◆ Exercise goal:
The lines to extract begin at the one containing "entry: blue plastic barrel" and run to the end of the listing; set them down exactly and alone.

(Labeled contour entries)

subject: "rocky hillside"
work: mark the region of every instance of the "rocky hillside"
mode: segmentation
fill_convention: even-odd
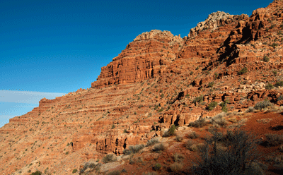
[[[139,35],[91,88],[42,99],[0,128],[0,174],[79,174],[74,169],[91,161],[103,164],[100,173],[124,168],[132,174],[138,167],[125,150],[155,138],[174,145],[171,152],[193,155],[182,142],[161,136],[173,124],[188,134],[190,122],[222,111],[240,121],[241,112],[261,101],[282,106],[282,22],[283,1],[275,0],[250,17],[213,13],[184,38],[157,30]],[[153,159],[171,157],[144,150],[144,171],[137,174],[151,171]],[[109,153],[120,159],[103,163]]]

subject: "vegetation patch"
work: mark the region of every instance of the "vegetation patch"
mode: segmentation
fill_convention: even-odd
[[[248,68],[244,67],[240,71],[238,72],[238,75],[243,75],[248,72]]]
[[[144,149],[144,145],[137,145],[134,146],[129,146],[129,149],[125,149],[123,150],[124,155],[129,155],[131,154],[135,154],[139,152],[140,150]]]
[[[108,154],[106,155],[102,159],[102,162],[103,163],[108,163],[108,162],[113,162],[117,161],[117,157],[116,155],[114,154]]]
[[[265,101],[260,102],[255,104],[254,108],[255,109],[261,110],[263,108],[265,108],[265,107],[270,107],[272,105],[272,104],[270,101],[265,100]]]

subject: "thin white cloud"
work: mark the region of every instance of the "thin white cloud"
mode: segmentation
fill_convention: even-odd
[[[64,93],[57,92],[0,90],[0,102],[38,104],[38,102],[44,97],[51,99],[54,99],[56,97],[61,97],[64,95]]]

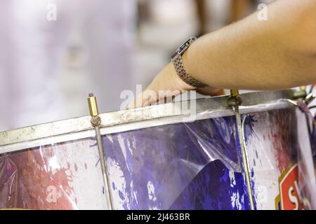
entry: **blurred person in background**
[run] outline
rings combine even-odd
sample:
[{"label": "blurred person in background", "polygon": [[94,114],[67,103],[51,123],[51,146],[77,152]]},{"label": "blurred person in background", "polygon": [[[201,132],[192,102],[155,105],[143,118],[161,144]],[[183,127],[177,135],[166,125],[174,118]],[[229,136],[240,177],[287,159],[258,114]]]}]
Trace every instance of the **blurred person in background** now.
[{"label": "blurred person in background", "polygon": [[[55,20],[49,20],[55,6]],[[93,90],[100,111],[117,109],[120,92],[135,86],[136,1],[6,0],[0,15],[0,130],[72,115],[59,76],[72,32],[81,36],[87,56],[84,106]],[[74,76],[67,85],[77,81]]]}]

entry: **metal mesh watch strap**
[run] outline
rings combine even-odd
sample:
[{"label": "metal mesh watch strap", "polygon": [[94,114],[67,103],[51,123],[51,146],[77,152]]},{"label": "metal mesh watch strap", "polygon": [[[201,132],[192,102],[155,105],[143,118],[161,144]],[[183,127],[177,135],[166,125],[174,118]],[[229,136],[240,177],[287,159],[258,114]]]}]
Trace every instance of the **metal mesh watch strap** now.
[{"label": "metal mesh watch strap", "polygon": [[178,76],[181,78],[185,83],[195,87],[195,88],[203,88],[207,86],[207,85],[201,83],[200,81],[196,80],[192,77],[185,70],[183,63],[182,62],[181,55],[178,54],[171,58],[172,64],[176,69]]}]

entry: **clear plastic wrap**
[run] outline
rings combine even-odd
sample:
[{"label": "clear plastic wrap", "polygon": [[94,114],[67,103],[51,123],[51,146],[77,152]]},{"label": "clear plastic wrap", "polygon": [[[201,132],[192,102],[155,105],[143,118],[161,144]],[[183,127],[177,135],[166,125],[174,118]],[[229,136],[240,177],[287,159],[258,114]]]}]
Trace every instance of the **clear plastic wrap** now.
[{"label": "clear plastic wrap", "polygon": [[81,139],[1,155],[0,209],[106,209],[95,142]]},{"label": "clear plastic wrap", "polygon": [[[256,208],[289,209],[279,197],[287,189],[283,176],[294,167],[292,179],[285,179],[298,183],[290,186],[299,186],[291,196],[297,209],[312,209],[316,192],[305,114],[291,106],[262,106],[242,115]],[[228,116],[103,136],[114,207],[249,209],[236,128]]]}]

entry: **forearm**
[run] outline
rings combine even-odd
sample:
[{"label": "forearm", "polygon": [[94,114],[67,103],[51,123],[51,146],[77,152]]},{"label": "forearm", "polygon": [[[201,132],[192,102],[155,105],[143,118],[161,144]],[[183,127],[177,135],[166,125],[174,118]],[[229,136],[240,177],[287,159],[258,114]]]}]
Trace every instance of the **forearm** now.
[{"label": "forearm", "polygon": [[211,86],[283,89],[316,82],[316,1],[279,0],[205,35],[183,56],[187,71]]}]

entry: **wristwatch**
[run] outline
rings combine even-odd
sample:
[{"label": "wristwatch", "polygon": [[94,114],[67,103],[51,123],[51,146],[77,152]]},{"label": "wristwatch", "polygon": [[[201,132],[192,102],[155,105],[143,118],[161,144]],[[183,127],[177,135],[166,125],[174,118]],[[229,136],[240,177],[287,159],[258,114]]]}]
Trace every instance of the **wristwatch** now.
[{"label": "wristwatch", "polygon": [[176,69],[178,76],[181,78],[185,83],[195,87],[195,88],[203,88],[207,86],[207,85],[201,83],[200,81],[196,80],[192,77],[185,70],[183,63],[182,62],[182,55],[184,54],[185,50],[189,48],[189,46],[197,39],[196,37],[191,37],[187,41],[185,41],[183,45],[178,48],[176,52],[171,55],[171,62]]}]

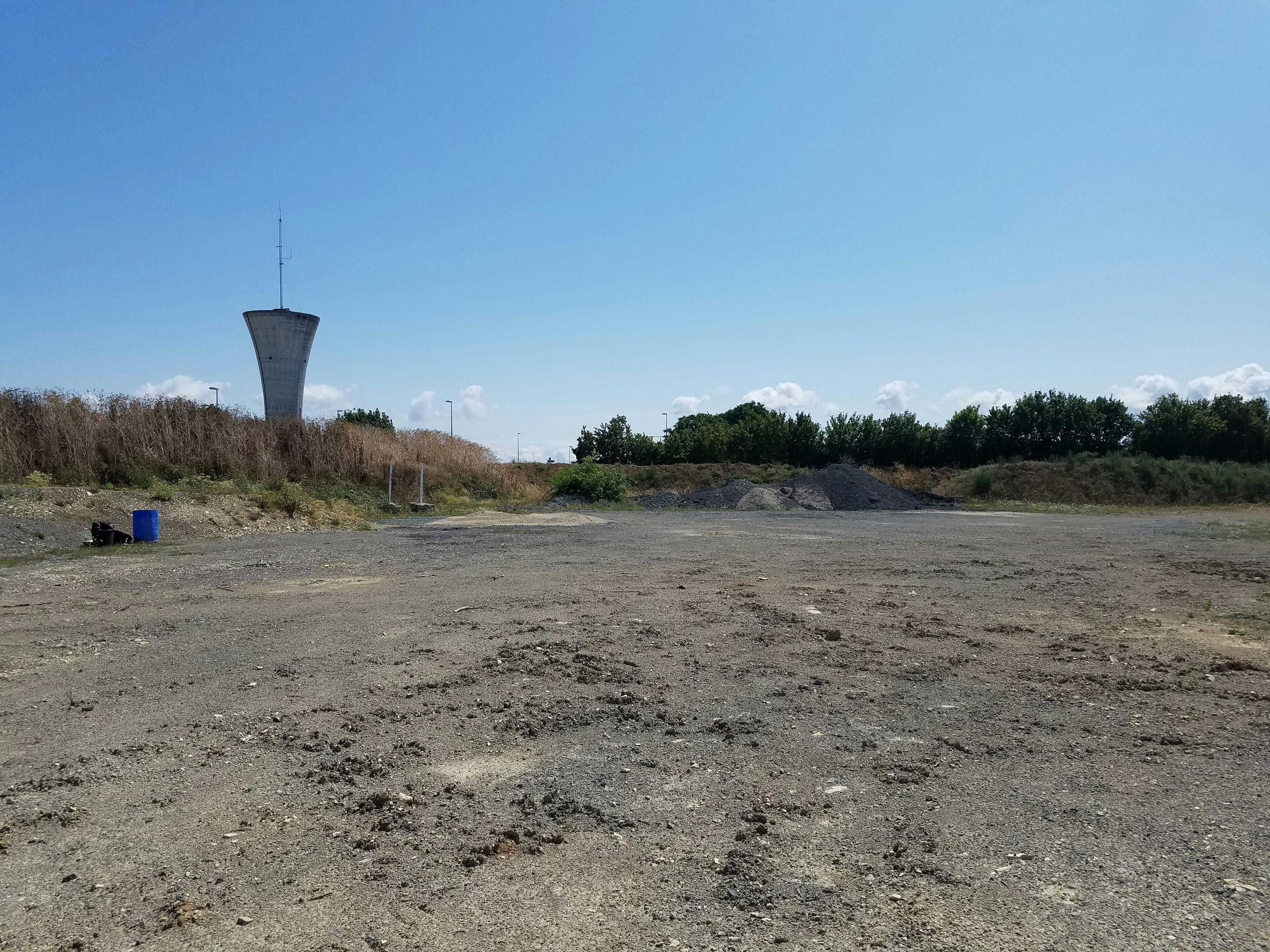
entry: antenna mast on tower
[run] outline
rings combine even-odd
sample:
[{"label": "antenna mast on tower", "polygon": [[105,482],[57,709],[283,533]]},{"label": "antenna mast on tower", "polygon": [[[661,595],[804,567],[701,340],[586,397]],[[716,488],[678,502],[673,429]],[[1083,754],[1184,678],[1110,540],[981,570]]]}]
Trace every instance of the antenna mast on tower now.
[{"label": "antenna mast on tower", "polygon": [[284,311],[282,306],[282,263],[290,261],[291,255],[286,258],[282,256],[282,202],[278,202],[278,310]]}]

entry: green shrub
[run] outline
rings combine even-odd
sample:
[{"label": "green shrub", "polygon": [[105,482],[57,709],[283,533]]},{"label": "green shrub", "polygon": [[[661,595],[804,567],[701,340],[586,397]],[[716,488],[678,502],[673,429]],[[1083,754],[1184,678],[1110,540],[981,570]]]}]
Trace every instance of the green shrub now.
[{"label": "green shrub", "polygon": [[626,473],[601,466],[593,456],[574,466],[556,470],[551,476],[551,487],[556,493],[588,499],[610,499],[615,503],[626,494],[627,482]]},{"label": "green shrub", "polygon": [[970,480],[970,491],[977,496],[992,493],[992,470],[979,470]]},{"label": "green shrub", "polygon": [[304,486],[287,480],[257,490],[253,494],[253,499],[255,499],[255,504],[262,509],[281,509],[287,515],[307,512],[312,503],[312,498],[305,493]]},{"label": "green shrub", "polygon": [[362,410],[358,407],[357,410],[340,410],[337,414],[337,419],[351,423],[354,426],[375,426],[381,430],[394,429],[392,418],[380,409]]}]

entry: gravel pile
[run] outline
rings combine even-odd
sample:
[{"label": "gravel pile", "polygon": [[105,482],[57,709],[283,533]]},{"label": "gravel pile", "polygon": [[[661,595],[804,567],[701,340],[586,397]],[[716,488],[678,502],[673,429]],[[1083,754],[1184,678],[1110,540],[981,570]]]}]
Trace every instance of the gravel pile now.
[{"label": "gravel pile", "polygon": [[954,500],[931,493],[909,493],[848,463],[834,463],[777,485],[733,480],[726,486],[695,493],[653,493],[636,496],[645,509],[922,509],[951,508]]},{"label": "gravel pile", "polygon": [[753,489],[749,480],[732,480],[726,486],[686,493],[676,505],[681,509],[735,509]]},{"label": "gravel pile", "polygon": [[635,496],[635,501],[645,509],[674,509],[679,504],[679,494],[663,490],[662,493],[649,493],[646,496]]}]

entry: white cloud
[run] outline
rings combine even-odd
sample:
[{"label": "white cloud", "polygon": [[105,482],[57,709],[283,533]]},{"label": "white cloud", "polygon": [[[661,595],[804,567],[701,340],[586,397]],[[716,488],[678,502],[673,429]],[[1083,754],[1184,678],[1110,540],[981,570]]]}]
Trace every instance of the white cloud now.
[{"label": "white cloud", "polygon": [[977,406],[980,413],[987,413],[994,406],[1006,406],[1019,399],[1017,393],[997,387],[996,390],[970,390],[970,387],[954,387],[940,397],[937,404],[931,404],[931,410],[945,416],[956,413],[966,406]]},{"label": "white cloud", "polygon": [[458,391],[458,413],[467,419],[489,416],[489,406],[485,404],[484,387],[472,383]]},{"label": "white cloud", "polygon": [[429,416],[441,416],[442,414],[439,410],[432,409],[432,401],[436,396],[437,396],[436,391],[432,390],[423,391],[419,396],[417,396],[414,400],[410,401],[410,410],[406,414],[406,416],[409,416],[409,419],[414,420],[415,423],[422,423],[423,420],[427,420]]},{"label": "white cloud", "polygon": [[340,390],[339,387],[333,387],[330,383],[306,383],[305,410],[310,415],[348,410],[353,406],[349,395],[354,390],[357,390],[356,385]]},{"label": "white cloud", "polygon": [[913,381],[893,380],[890,383],[883,383],[878,387],[874,402],[888,413],[899,413],[908,406],[908,401],[913,399],[916,392],[917,385]]},{"label": "white cloud", "polygon": [[1130,410],[1146,410],[1157,397],[1165,393],[1176,393],[1177,381],[1162,373],[1146,373],[1134,377],[1130,386],[1111,386],[1111,396],[1121,400]]},{"label": "white cloud", "polygon": [[1238,393],[1252,399],[1270,397],[1270,371],[1261,364],[1246,363],[1215,377],[1196,377],[1186,385],[1187,400],[1212,399],[1222,393]]},{"label": "white cloud", "polygon": [[757,401],[768,410],[808,410],[820,405],[820,397],[814,390],[803,390],[798,383],[777,383],[775,387],[759,387],[743,397],[744,401]]},{"label": "white cloud", "polygon": [[227,390],[229,383],[225,381],[206,381],[194,380],[184,373],[178,373],[175,377],[169,377],[163,383],[145,383],[138,387],[135,393],[136,396],[173,396],[184,397],[185,400],[197,400],[204,404],[215,404],[216,393],[213,393],[208,387],[221,387],[221,390]]},{"label": "white cloud", "polygon": [[707,400],[710,400],[709,393],[698,397],[674,397],[671,401],[671,409],[677,414],[695,414]]},{"label": "white cloud", "polygon": [[1195,377],[1185,387],[1162,373],[1146,373],[1135,377],[1133,383],[1111,385],[1111,396],[1119,397],[1130,410],[1144,410],[1166,393],[1181,393],[1186,400],[1212,400],[1222,393],[1237,393],[1242,397],[1270,397],[1270,371],[1256,363],[1246,363],[1233,371],[1212,377]]}]

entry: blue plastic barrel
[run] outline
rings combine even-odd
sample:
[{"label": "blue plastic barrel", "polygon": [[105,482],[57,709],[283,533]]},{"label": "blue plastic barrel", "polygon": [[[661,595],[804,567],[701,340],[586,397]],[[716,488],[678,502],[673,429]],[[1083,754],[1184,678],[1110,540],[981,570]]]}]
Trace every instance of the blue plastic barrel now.
[{"label": "blue plastic barrel", "polygon": [[132,510],[132,538],[137,542],[159,541],[159,510],[133,509]]}]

◆ Task output:
entry: blue plastic barrel
[run] outline
rings combine even-odd
sample:
[{"label": "blue plastic barrel", "polygon": [[105,482],[57,709],[283,533]]},{"label": "blue plastic barrel", "polygon": [[[661,595],[804,567],[701,340],[586,397]],[[716,488],[678,502],[673,429]],[[1083,754],[1184,678],[1110,540],[981,570]]]}]
Trace every instance of the blue plastic barrel now.
[{"label": "blue plastic barrel", "polygon": [[132,510],[132,538],[137,542],[159,541],[159,510],[133,509]]}]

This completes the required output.